--- start of DATA SHOWN ---
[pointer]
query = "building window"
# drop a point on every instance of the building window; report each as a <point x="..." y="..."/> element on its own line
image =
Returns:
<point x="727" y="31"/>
--- end of DATA SHOWN ---
--- start of DATA SHOWN ---
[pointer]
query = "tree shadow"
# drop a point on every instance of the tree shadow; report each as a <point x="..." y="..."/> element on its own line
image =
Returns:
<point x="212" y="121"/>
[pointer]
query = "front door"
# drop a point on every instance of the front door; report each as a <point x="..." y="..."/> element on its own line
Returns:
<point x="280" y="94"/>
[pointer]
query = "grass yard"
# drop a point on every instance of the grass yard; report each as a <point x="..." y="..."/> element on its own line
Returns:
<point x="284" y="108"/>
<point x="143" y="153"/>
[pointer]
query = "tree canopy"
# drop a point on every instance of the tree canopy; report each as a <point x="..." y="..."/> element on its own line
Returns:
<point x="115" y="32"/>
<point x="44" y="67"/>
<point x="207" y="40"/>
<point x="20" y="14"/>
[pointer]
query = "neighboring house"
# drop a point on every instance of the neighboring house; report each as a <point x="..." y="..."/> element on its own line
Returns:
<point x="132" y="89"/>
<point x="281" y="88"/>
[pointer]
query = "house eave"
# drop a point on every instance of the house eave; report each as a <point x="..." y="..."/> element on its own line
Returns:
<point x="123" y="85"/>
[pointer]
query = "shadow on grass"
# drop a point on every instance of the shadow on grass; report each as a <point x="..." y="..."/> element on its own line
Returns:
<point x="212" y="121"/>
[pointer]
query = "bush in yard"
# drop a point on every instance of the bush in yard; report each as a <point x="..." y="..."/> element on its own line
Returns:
--- end of DATA SHOWN ---
--- start of DATA SHOWN ---
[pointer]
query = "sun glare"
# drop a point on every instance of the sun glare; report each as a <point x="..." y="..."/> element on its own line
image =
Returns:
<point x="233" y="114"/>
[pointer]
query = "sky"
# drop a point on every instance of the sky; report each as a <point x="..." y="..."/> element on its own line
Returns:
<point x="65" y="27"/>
--- end of DATA SHOWN ---
- WORK TO COMPLETE: Gather every line of the items above that contains the string "front", matching uppercase and lowercase letters exactly.

- FINISHED TASK:
query = "front door"
# drop a point on every instance of the front door; report each as a <point x="..." y="..."/> element on its own line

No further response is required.